== ENTRIES PROVIDED ==
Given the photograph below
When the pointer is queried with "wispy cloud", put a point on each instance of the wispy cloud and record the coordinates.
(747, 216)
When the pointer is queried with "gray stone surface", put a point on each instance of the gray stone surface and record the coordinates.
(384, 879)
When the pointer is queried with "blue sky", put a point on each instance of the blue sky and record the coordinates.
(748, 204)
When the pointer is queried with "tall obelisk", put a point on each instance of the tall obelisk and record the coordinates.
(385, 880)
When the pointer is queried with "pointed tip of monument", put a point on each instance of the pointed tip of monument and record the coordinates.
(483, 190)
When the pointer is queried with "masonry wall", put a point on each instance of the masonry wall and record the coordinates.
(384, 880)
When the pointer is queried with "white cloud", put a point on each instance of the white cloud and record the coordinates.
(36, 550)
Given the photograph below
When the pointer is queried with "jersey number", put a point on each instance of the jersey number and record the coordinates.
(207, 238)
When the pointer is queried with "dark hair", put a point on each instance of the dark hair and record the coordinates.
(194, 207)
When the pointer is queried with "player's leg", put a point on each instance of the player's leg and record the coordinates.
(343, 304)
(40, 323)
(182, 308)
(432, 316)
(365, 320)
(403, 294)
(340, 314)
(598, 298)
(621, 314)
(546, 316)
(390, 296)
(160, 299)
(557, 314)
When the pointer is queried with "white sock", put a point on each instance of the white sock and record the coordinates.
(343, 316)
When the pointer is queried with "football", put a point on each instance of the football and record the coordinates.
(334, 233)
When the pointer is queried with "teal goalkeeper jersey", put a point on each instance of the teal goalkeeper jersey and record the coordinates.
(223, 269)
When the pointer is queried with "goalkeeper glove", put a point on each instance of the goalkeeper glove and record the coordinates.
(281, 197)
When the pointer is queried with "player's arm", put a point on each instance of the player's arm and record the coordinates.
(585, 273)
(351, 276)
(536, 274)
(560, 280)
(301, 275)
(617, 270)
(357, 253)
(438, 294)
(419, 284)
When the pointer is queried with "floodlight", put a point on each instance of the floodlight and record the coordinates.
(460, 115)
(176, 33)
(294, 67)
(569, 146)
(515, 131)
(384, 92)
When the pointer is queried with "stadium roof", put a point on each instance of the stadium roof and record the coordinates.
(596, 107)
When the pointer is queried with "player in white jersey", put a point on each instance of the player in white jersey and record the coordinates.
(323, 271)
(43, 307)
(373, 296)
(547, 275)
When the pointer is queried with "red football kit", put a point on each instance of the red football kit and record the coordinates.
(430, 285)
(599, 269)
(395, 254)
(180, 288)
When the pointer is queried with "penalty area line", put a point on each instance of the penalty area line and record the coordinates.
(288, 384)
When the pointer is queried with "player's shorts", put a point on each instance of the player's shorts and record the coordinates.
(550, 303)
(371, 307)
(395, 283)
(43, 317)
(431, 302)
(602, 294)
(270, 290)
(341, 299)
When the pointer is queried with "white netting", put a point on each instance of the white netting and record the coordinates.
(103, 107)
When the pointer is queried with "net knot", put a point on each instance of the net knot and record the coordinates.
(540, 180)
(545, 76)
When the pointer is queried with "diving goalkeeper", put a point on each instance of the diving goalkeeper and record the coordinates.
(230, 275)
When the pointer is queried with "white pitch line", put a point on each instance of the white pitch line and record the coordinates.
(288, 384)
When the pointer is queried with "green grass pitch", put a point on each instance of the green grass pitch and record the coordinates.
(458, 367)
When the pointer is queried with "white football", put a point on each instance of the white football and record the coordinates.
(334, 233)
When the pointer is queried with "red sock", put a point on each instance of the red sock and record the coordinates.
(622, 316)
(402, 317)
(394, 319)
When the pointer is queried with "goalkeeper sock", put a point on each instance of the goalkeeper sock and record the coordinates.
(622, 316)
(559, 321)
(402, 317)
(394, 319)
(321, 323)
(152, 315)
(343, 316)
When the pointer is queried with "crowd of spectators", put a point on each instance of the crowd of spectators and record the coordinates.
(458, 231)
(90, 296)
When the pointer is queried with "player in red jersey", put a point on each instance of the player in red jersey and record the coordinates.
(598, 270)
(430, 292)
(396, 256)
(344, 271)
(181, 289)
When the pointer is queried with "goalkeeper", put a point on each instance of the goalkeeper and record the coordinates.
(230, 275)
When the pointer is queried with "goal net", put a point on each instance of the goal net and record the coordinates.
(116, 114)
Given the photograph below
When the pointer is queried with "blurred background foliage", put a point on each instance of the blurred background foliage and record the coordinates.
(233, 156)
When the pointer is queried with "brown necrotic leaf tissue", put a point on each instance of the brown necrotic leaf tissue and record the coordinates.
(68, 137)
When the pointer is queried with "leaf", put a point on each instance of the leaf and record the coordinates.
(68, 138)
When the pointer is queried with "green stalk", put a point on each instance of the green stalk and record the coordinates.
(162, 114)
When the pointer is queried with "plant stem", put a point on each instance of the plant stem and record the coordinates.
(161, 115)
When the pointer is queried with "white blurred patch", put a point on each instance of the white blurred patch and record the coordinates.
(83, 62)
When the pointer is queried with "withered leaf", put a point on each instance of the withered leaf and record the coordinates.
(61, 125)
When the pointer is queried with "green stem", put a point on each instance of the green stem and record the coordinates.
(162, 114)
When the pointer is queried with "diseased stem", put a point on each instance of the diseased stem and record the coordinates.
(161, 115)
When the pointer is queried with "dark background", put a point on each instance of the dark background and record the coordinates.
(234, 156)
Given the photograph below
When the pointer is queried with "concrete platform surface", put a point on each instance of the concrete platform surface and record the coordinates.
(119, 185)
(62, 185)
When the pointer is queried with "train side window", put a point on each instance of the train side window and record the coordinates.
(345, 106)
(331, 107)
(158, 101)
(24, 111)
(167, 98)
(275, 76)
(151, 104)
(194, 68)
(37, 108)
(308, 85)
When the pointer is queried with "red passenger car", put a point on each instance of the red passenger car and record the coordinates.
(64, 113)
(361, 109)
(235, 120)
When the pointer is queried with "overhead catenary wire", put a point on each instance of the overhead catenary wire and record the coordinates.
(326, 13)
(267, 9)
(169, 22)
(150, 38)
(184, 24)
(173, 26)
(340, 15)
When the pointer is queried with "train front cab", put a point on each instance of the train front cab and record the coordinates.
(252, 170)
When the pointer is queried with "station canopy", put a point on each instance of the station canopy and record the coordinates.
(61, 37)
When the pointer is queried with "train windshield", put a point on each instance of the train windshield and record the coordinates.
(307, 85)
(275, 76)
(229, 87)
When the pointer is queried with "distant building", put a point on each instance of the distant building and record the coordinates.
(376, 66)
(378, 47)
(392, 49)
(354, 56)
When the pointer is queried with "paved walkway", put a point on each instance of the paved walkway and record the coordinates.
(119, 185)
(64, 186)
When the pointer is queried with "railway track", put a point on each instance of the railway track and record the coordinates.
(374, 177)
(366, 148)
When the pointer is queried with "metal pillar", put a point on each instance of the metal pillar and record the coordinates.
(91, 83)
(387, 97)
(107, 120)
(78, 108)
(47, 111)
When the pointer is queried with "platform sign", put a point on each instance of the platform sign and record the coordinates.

== ABOUT THIS TASK ==
Copy all the data. Match it exactly.

== TASK SOLUTION ==
Given the photograph below
When the pointer is queried with "wispy cloud", put a point on each instance of the wispy cloud and record the coordinates.
(747, 216)
When the pointer is queried with "gray stone surface", put a point on each instance of the gray stone surface and record the coordinates.
(384, 879)
When the pointer is queried with "blue sky", put a point on each instance of the blue sky and record the coordinates.
(748, 204)
When the pointer is queried with "tall obelisk", put a point on each instance of the tall obelisk and record the coordinates.
(385, 880)
When the pointer is queried with "pointed tip of monument", put a point on each instance of the pointed tip of monument and record the coordinates.
(483, 190)
When the pointer is queried with "masonry wall", put a point on each instance of the masonry wall and record the coordinates.
(384, 880)
When the pointer is queried with "white cloud", put a point on each instance of the white cloud and record the coordinates.
(36, 550)
Given the photograph below
When the pointer is queried with "jersey number", put a point on each instance of the jersey number and record the coordinates.
(207, 238)
When the pointer is queried with "dark hair", put a point on each instance of the dark hair and record the coordinates.
(194, 207)
When the pointer is queried with "player's leg", put a point on each instance of the player's leg and record the coordinates.
(343, 304)
(40, 323)
(182, 308)
(432, 316)
(365, 320)
(403, 294)
(340, 314)
(598, 298)
(621, 314)
(546, 316)
(390, 296)
(160, 299)
(557, 314)
When the pointer is queried with "white sock", put a point on each instance of the white sock and record the coordinates.
(343, 316)
When the pointer is queried with "football", put a point on each instance of the football and record the coordinates.
(334, 233)
When the pointer is queried with "teal goalkeeper jersey", put a point on each instance of the teal goalkeeper jersey and record the coordinates.
(223, 269)
When the pointer is queried with "goalkeeper glove", put a point on each instance of the goalkeeper glove and record the coordinates.
(281, 197)
When the pointer is queried with "player's arm", put a point on each instance of the player's arm and record the coordinates.
(585, 273)
(351, 276)
(536, 274)
(560, 280)
(301, 275)
(617, 270)
(357, 253)
(438, 294)
(419, 284)
When the pointer is queried with "floodlight", put a point on each instance of the floodlight and record the coordinates.
(460, 115)
(176, 33)
(294, 67)
(569, 146)
(515, 131)
(384, 92)
When the pointer is queried with "stadium roof", put a point on each instance of the stadium roof and record the coordinates.
(596, 107)
When the pointer is queried with "player in white jersey", put a point on each instance of the player in white jersey and record the coordinates.
(323, 271)
(43, 307)
(373, 296)
(547, 275)
When the pointer is queried with "red football kit", put a point on each instance of the red football kit and record the coordinates.
(430, 285)
(599, 269)
(395, 254)
(180, 288)
When the pointer is queried with "penalty area line", put a point on each instance of the penalty area line and record the coordinates.
(288, 384)
When the pointer is queried with "player's shorts", put a point on each instance of the player's shorts and record the coordinates.
(550, 303)
(371, 307)
(395, 283)
(43, 317)
(431, 302)
(602, 294)
(270, 290)
(341, 299)
When the pointer is queried with "white netting", put a point on each instance of the white netting and record the coordinates.
(103, 107)
When the pointer is queried with "net knot", put a point on each instance of the net knot and record the coordinates.
(540, 180)
(545, 76)
When the pointer is queried with "diving goalkeeper", put a point on each instance of the diving goalkeeper and record the coordinates.
(230, 275)
When the pointer is queried with "white pitch line", put a point on each instance of the white pitch line and record the coordinates.
(288, 384)
When the pointer is queried with "green grass pitch", put a point on each instance of the green grass pitch and record the coordinates.
(458, 367)
When the pointer is queried with "white football", put a point on each instance of the white football and record the coordinates.
(334, 233)
When the pointer is queried with "red sock", put a point on each instance of the red sock and record the coordinates.
(622, 316)
(402, 317)
(394, 319)
When the pointer is queried with "goalkeeper sock", put a point on each instance of the goalkeeper sock and record the coordinates.
(622, 316)
(559, 321)
(402, 317)
(394, 319)
(321, 323)
(152, 315)
(343, 316)
When the pointer is queried with "crowd of spectators", put a point on each instance of the crowd of spectators and record the coordinates.
(458, 231)
(90, 296)
When the pointer is queried with "player in red jersey", put a point on each instance of the player in red jersey and record the coordinates.
(598, 270)
(430, 292)
(396, 256)
(344, 271)
(181, 289)
When the pointer is queried with "goalkeeper", put a point on each instance of the goalkeeper and record the coordinates.
(230, 275)
When the pointer is queried with "goal net", put a point on each instance of the goal net and record the coordinates.
(116, 114)
Given the photograph below
When the pointer is queried with "blurred background foliage", put a point on each instance of the blurred background foliage and record the coordinates.
(233, 156)
When the pointer is queried with "brown necrotic leaf tissue", put a point on each instance of the brown necrotic leaf tissue and record the coordinates.
(68, 137)
When the pointer is queried with "leaf", put a point on each instance of the leaf and record the coordinates.
(68, 138)
When the pointer is queried with "green stalk", put a point on each instance of the green stalk and record the coordinates.
(162, 114)
When the pointer is queried with "plant stem", put a point on each instance of the plant stem and record the coordinates.
(161, 115)
When the pointer is queried with "white blurred patch", put a point on each instance of the white blurred patch and record the coordinates.
(83, 62)
When the pointer is queried with "withered leaf", put a point on each instance of the withered leaf and record the coordinates.
(61, 125)
When the pointer is queried with "green stem", put a point on each instance of the green stem and record the coordinates.
(162, 114)
When the pointer is queried with "diseased stem", put a point on each instance of the diseased stem and record the coordinates.
(161, 115)
When the pointer is queried with "dark background", put a point on each instance of the dark background and record the coordinates.
(234, 156)
Given the photograph below
When the pointer is queried with "concrete platform surface", put a point on each instance of the concrete platform surface and record the coordinates.
(119, 185)
(62, 185)
When the pointer is queried with "train side window", put a point on each instance of the train side window and record the coordinates.
(345, 106)
(331, 107)
(158, 101)
(24, 111)
(167, 98)
(275, 76)
(151, 104)
(194, 68)
(37, 108)
(308, 85)
When the pointer is queried with "red passenger car", put a point on each instance of the red passenger car and record the coordinates.
(64, 113)
(361, 109)
(235, 120)
When the pointer is queried with "overhead catenary wire", put a point on each instance of the overhead catenary wire and record the coordinates.
(326, 13)
(267, 9)
(169, 22)
(150, 38)
(184, 24)
(173, 26)
(340, 15)
When the pointer is queried with "train front cab", put a point on each instance of the train front cab and record the coordinates.
(252, 170)
When the pointer is queried with "station canopy", put a point on each instance of the station canopy and record the coordinates.
(61, 37)
When the pointer is queried with "train windshield", put a point on each instance of the train windshield and record the coordinates.
(307, 85)
(275, 76)
(229, 87)
When the pointer is queried with "distant building", put a point on each instance of the distant building and record the coordinates.
(376, 66)
(378, 47)
(392, 49)
(354, 56)
When the pointer is queried with "paved walkway", put a point on each instance of the paved walkway and record the coordinates.
(119, 185)
(64, 186)
When the pointer is queried with "railway track", put a point on each instance of the railway track and record the coordinates.
(374, 177)
(366, 148)
When the pointer is queried with "metal pillar", put a point on each instance of the metal pillar and record the coordinates.
(91, 83)
(387, 97)
(107, 120)
(78, 108)
(47, 111)
When the pointer is queried with "platform sign", put a point on each instance of the platform sign and record the coordinates.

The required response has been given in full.